▸ GOAL
Please continue the passage on the Court's ruling against Gilbert's sign code, starting right after its final sentence.

▸ PAGE EXTRACT
● ● ● ● ● ● ●

Writing for the Court, Justice Thomas held that Gilbert’s sign code engaged in content discrimination and thus had to meet strict scrutiny, which it failed to do.

“Government regulation of speech is content based if a law applies to particular speech because of the topic discussed or the idea or message expressed,” Justice Thomas wrote. If regulation is content based, it must meet strict scrutiny, meaning the government must have a compelling interest behind its regulation and the regulation must be done in the least restrictive way possible.

The Court noted that “[t]his commonsense meaning of the phrase “content based” requires a court to consider whether a regulation of speech “on its face” draws distinctions based on the message a speaker conveys. . . . Some facial distinctions based on a message are obvious, defining regulated speech by particular subject matter, and others are more subtle, defining regulated speech by its function or purpose. Both are distinctions drawn based on the message a speaker conveys, and, therefore, are subject to strict scrutiny.”

In this case, “[t]he restrictions in the Sign Code that apply to any given sign thus depend entirely on the communicative content of the sign. If a sign informs its reader of the time and place a book club will discuss John Locke’s Two Treatises of Government, that sign will be treated differently from a sign expressing the view that one should vote for one of Locke’s followers in an upcoming election, and both signs will be treated differently from a sign expressing an ideological view rooted in Locke’s theory of government.”

Here, “the Church’s signs inviting people to attend its worship services are treated differently from signs conveying other types of ideas. On its face, the Sign Code is a content-based regulation of speech.”

● ● ● ● ● ● ●

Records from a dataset

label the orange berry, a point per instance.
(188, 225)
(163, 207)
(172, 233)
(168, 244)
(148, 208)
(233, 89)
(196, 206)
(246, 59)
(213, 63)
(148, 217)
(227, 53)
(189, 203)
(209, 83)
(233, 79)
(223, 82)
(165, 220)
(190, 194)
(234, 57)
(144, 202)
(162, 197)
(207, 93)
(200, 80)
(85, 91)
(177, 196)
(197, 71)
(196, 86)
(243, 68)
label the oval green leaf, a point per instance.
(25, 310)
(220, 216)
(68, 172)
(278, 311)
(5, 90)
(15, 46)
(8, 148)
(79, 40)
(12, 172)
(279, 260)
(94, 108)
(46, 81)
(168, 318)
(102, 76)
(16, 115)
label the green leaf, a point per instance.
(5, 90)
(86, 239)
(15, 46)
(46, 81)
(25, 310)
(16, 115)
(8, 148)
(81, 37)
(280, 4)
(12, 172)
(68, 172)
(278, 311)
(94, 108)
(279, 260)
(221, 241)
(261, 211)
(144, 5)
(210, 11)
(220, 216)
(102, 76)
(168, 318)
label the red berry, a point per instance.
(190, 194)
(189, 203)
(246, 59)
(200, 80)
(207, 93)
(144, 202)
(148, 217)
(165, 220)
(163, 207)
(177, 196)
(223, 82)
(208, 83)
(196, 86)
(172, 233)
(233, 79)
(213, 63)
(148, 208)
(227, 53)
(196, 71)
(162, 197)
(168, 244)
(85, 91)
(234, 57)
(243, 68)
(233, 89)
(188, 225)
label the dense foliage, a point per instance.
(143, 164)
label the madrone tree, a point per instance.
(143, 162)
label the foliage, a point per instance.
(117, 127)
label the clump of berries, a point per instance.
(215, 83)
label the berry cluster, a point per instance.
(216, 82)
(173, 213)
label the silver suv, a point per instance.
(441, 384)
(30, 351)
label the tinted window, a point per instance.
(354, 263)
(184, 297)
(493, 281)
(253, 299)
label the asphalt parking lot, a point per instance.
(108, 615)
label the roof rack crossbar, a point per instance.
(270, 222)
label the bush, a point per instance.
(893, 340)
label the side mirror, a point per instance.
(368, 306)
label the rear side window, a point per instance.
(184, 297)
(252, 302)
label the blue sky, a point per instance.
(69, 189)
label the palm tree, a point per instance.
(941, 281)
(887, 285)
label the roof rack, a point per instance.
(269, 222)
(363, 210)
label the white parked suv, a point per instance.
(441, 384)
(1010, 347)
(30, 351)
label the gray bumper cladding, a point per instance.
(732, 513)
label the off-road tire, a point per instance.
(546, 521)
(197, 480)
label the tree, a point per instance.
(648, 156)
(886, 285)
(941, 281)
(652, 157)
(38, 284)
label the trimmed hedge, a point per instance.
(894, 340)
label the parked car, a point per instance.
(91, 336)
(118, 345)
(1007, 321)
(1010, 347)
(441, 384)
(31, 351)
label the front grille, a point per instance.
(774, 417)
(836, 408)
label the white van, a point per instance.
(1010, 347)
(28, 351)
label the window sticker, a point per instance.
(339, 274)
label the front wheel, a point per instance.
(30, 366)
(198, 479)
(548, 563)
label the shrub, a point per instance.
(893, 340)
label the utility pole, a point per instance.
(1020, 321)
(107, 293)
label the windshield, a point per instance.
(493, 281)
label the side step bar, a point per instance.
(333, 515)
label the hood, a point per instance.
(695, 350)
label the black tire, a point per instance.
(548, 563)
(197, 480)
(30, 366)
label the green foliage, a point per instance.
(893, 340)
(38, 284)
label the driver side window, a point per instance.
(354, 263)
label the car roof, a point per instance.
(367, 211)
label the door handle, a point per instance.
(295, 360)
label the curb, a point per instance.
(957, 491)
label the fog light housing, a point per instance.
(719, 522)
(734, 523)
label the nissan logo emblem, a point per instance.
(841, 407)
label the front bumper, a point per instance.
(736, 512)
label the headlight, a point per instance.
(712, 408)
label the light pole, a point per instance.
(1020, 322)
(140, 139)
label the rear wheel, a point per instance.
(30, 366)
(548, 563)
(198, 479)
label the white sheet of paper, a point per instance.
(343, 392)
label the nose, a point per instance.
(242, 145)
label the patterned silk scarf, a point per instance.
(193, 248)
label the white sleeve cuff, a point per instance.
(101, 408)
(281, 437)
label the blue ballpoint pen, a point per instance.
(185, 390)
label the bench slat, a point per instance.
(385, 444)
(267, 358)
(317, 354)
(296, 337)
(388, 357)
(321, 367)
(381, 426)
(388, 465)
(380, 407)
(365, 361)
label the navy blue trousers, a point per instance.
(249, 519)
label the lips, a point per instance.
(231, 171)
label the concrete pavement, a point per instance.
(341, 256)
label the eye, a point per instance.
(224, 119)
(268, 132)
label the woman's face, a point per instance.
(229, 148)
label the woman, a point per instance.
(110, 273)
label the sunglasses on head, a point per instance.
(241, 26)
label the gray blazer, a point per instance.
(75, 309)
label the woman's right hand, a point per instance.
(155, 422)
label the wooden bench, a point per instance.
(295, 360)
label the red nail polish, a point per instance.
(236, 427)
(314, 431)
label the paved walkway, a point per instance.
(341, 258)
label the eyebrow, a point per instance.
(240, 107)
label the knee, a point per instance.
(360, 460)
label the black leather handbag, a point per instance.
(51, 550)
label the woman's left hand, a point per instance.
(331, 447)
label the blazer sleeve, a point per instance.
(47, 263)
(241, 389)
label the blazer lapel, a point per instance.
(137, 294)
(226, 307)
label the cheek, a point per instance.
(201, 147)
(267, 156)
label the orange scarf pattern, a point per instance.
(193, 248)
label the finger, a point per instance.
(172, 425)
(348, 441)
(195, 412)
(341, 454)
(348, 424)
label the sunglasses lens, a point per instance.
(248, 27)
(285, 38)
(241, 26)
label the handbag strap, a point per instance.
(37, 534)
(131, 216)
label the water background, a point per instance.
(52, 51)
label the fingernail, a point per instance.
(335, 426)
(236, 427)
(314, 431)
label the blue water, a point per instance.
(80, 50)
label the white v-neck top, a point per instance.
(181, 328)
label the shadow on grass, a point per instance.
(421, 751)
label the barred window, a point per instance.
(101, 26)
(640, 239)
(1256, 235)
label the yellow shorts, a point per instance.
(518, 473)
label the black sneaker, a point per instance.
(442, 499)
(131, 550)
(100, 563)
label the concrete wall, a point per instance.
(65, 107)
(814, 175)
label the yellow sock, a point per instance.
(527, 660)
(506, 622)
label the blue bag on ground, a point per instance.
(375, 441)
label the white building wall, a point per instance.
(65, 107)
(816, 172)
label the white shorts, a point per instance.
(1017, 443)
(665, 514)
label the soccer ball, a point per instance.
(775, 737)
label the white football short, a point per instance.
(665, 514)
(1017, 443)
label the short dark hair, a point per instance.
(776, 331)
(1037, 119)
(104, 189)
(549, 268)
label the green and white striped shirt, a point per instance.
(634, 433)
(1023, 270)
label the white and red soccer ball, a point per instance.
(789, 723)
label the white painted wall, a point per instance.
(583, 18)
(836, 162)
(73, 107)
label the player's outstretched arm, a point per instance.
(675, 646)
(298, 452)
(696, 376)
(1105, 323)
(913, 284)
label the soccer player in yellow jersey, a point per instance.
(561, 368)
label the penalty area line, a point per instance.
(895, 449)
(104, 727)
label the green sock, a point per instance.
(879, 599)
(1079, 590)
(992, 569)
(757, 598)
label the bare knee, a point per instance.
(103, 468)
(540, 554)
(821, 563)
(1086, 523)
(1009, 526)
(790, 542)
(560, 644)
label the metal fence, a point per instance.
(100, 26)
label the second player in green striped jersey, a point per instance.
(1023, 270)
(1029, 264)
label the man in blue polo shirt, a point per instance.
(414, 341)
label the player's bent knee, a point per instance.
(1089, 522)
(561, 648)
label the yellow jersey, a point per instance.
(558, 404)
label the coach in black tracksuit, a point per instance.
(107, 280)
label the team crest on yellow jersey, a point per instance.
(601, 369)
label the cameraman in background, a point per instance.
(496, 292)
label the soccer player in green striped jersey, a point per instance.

● ● ● ● ● ● ●

▸ RESULT OF THE TASK
In essence, Gilbert treated directional signs differently than others. It thus regulated signs based on their content. “We thus have no need to consider the government’s justifications or purposes for enacting the Code to determine whether it is subject to strict scrutiny.”

Justice Thomas continued by noting the Ninth Circuit’s reasoning to the contrary was unpersuasive. Content based regulation occurs if it is present on the face of the regulation, regardless of the government’s motive. “In other words, an innocuous justification cannot transform a facially content-based law into one that is content neutral,” and the Court rejected any reliance on Ward v. Rock Against Racism for the notion that government purpose is relevant when a law is content based on its face: “[W]e have repeatedly ‘rejected the argument that discriminatory . . . treatment is suspect under the First Amendment only when the legislature intends to suppress certain ideas.’ . . . We do so again today.”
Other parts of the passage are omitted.